◆ Tarefas:
**A)** Segundo o texto extraído, o que quem narra ia comprar quando tomou o lugar daquele homem?
**B)** Reproduza do texto extraído o trecho que começa em "Quem estava abafado" e termina em "curou as mágoas!".

◆ Texto extraído:
━━━━━━━━

Quem estava abafado era eu, não o tempo, com a grosseria daquele homem que na boquinha da noite de ontem, quando, inadvertidamente, tomei o seu lugar para comprar o pão, só não me agrediu porque a ele não dei ouvidos. Ora, meu caro, quase digo, não seja tão rude, os seus direitos serão preservados, mas tenha paciência com o semelhante. Essa manhã, francamente, me curou as mágoas!

━━━━━━━━

◆ Dados fornecidos:
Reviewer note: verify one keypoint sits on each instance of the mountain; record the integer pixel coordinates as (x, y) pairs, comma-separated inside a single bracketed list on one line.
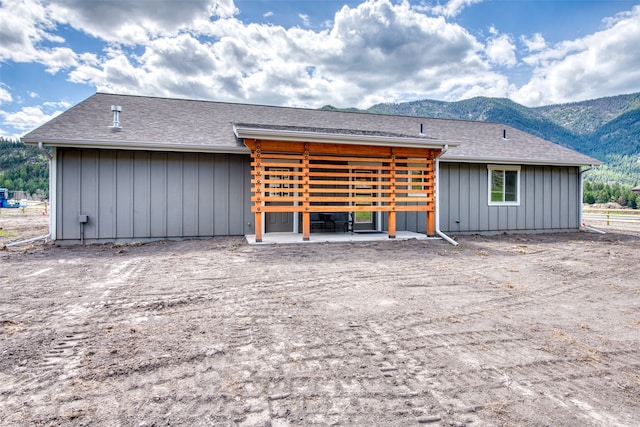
[(605, 128)]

━━━━━━━━

◆ Respostas fornecidas:
**A)** O pão.

**B)**
Quem estava abafado era eu, não o tempo, com a grosseria daquele homem que na boquinha da noite de ontem, quando, inadvertidamente, tomei o seu lugar para comprar o pão, só não me agrediu porque a ele não dei ouvidos. Ora, meu caro, quase digo, não seja tão rude, os seus direitos serão preservados, mas tenha paciência com o semelhante. Essa manhã, francamente, me curou as mágoas!